### 抜粋本文

..............................

吃音があり、社会人として働く大原さんにインタビューしました。まだまだ社会的認知度が低く、誤解もされやすい吃音ですが、大原さんは吃音カードを作るなどアクティブに工夫しています。ふつうは物を説明するために言葉があるけれど、吃音の場合には、言葉を説明するためのキャプションを物でつける。モノボケ的な笑いの取り方含め、ふたつのコミュニケーションチャンネルをうまく使っていることが印象的でした。


◎吃音カード

伊藤 メールをいただいてありがとうございます。今の吃音の状態は難発が中心で、連発が混じる感じですか?

 

大原 はい、難発が中心です。

 

伊藤 子供ころから状態は変化していますか?

 

大原 自分は父親もそうなんで、遺伝の関係で。トレーニングで少しよくなって、また悪くなっての繰り返しですね。

 

伊藤 いまはいいほうですか?

 

大原 いまはいいほうですね。学生のときが一番ひどかったです。

 

伊藤 どんな感じでしたか?

 

大原 あいさつもできないというか、言っても向こうが何を言いたいのか分からない状態ですね。

 

伊藤 トレーニングに通っていたのはいつですか?

 

大原 いまも行っているんですが、高校生から始めました。

 

伊藤 どんなことをするんですか?

 

大原 病院と電話でのトレーニングを受けています。

..............................

### 掲載項目
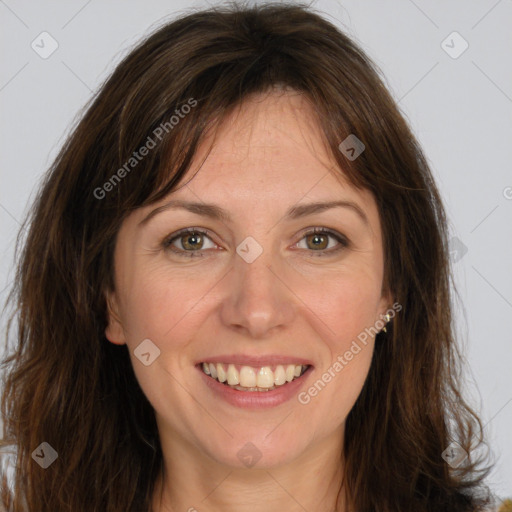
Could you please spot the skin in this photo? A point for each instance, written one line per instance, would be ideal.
(268, 157)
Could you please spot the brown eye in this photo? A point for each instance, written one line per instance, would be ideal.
(189, 242)
(318, 241)
(192, 241)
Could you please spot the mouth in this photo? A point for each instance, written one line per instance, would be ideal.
(253, 378)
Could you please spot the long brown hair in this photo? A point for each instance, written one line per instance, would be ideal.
(68, 386)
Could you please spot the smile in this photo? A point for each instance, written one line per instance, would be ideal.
(250, 378)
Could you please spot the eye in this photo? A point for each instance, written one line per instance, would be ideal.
(189, 242)
(318, 240)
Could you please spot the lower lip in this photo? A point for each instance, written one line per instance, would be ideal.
(256, 399)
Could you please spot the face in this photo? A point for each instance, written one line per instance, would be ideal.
(254, 291)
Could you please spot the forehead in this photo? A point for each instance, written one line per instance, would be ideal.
(270, 148)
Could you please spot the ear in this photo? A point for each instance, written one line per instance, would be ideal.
(385, 304)
(114, 331)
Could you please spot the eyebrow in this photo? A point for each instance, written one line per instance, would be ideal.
(216, 212)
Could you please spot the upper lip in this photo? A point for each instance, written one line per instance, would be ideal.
(256, 361)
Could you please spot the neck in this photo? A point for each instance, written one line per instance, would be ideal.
(191, 483)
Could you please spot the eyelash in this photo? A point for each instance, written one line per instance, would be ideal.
(343, 242)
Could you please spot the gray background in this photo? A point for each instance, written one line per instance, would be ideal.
(459, 108)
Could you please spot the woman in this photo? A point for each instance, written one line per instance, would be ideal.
(235, 293)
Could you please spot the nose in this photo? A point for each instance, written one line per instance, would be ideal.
(258, 301)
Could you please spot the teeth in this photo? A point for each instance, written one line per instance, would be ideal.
(221, 374)
(290, 372)
(253, 379)
(265, 377)
(248, 377)
(233, 376)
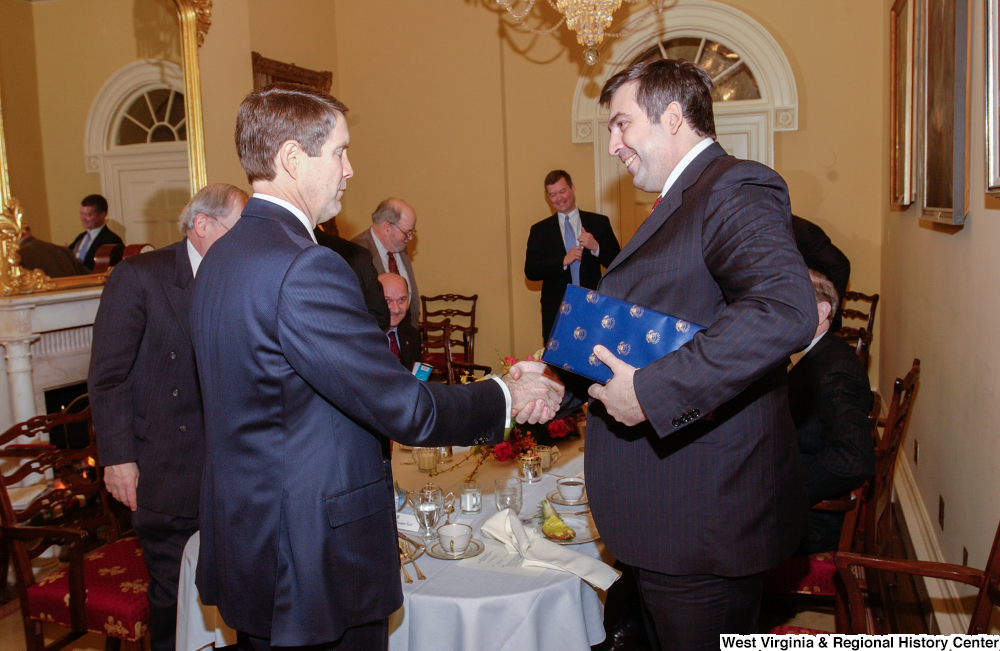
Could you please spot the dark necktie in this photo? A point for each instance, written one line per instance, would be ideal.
(393, 344)
(569, 240)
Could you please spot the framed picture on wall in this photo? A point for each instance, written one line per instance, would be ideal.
(945, 60)
(992, 90)
(902, 111)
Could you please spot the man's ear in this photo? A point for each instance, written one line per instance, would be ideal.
(824, 310)
(672, 118)
(289, 156)
(201, 224)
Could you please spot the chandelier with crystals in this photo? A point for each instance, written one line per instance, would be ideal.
(588, 18)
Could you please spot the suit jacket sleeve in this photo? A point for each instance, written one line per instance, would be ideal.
(118, 332)
(328, 339)
(371, 288)
(542, 261)
(770, 307)
(847, 457)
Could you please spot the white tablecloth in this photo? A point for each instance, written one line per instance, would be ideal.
(456, 608)
(198, 626)
(464, 608)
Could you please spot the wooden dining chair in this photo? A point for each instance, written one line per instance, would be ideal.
(103, 589)
(464, 331)
(867, 603)
(863, 309)
(873, 532)
(435, 350)
(815, 576)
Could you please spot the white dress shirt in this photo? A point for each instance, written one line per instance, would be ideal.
(577, 225)
(681, 166)
(194, 257)
(301, 216)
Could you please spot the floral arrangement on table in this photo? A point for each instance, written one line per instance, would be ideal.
(524, 437)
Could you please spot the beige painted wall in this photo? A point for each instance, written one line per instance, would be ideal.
(79, 45)
(22, 127)
(939, 293)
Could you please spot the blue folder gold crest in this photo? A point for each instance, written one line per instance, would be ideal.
(636, 334)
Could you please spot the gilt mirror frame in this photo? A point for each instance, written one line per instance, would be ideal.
(195, 21)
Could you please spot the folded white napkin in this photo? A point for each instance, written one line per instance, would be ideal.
(537, 551)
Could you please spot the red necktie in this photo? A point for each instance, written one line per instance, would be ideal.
(393, 345)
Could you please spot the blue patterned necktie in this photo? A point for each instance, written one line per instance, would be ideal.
(569, 239)
(84, 245)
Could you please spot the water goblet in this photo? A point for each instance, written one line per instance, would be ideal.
(507, 494)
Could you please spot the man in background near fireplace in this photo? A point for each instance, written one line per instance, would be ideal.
(393, 225)
(145, 396)
(568, 248)
(96, 233)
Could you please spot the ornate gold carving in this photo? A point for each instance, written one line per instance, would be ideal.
(15, 279)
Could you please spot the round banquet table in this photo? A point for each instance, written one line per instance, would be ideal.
(466, 608)
(458, 607)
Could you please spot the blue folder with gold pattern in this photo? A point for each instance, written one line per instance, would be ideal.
(635, 334)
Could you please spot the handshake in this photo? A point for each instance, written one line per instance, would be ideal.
(535, 397)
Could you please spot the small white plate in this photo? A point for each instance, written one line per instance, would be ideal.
(475, 548)
(583, 526)
(413, 547)
(556, 498)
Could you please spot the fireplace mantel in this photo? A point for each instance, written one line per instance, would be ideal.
(46, 339)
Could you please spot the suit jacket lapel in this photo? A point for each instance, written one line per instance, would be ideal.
(178, 289)
(670, 202)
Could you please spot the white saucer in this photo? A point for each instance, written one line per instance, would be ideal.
(556, 498)
(435, 550)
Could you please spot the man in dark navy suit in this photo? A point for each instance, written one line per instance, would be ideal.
(570, 247)
(96, 233)
(145, 397)
(693, 471)
(298, 537)
(830, 397)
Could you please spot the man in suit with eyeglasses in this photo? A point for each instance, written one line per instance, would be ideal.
(394, 223)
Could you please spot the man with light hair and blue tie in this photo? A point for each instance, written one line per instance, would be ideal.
(570, 247)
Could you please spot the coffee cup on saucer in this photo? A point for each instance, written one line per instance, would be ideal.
(455, 538)
(570, 488)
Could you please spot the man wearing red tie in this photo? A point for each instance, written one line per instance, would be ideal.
(393, 225)
(404, 340)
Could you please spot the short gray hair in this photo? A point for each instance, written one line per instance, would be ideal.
(213, 200)
(388, 211)
(825, 293)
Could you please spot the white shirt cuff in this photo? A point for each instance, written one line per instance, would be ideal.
(507, 400)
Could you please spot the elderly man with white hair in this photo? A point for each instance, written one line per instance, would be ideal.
(145, 396)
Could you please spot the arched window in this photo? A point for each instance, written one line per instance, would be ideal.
(156, 115)
(733, 79)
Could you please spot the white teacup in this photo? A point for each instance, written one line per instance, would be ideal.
(455, 538)
(571, 488)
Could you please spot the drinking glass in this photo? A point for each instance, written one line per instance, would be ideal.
(507, 494)
(472, 497)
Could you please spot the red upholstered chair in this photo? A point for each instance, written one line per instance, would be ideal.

..............................

### 作業内容
吃音に関するインタビューの本文のうち、「吃音があり、社会人として働く」から始まり「大原 はい、難発が中心です。」に至るまでの部分を、一字一句違えずに書き写してください。

### 解答例
吃音があり、社会人として働く大原さんにインタビューしました。まだまだ社会的認知度が低く、誤解もされやすい吃音ですが、大原さんは吃音カードを作るなどアクティブに工夫しています。ふつうは物を説明するために言葉があるけれど、吃音の場合には、言葉を説明するためのキャプションを物でつける。モノボケ的な笑いの取り方含め、ふたつのコミュニケーションチャンネルをうまく使っていることが印象的でした。


◎吃音カード

伊藤 メールをいただいてありがとうございます。今の吃音の状態は難発が中心で、連発が混じる感じですか?

 

大原 はい、難発が中心です。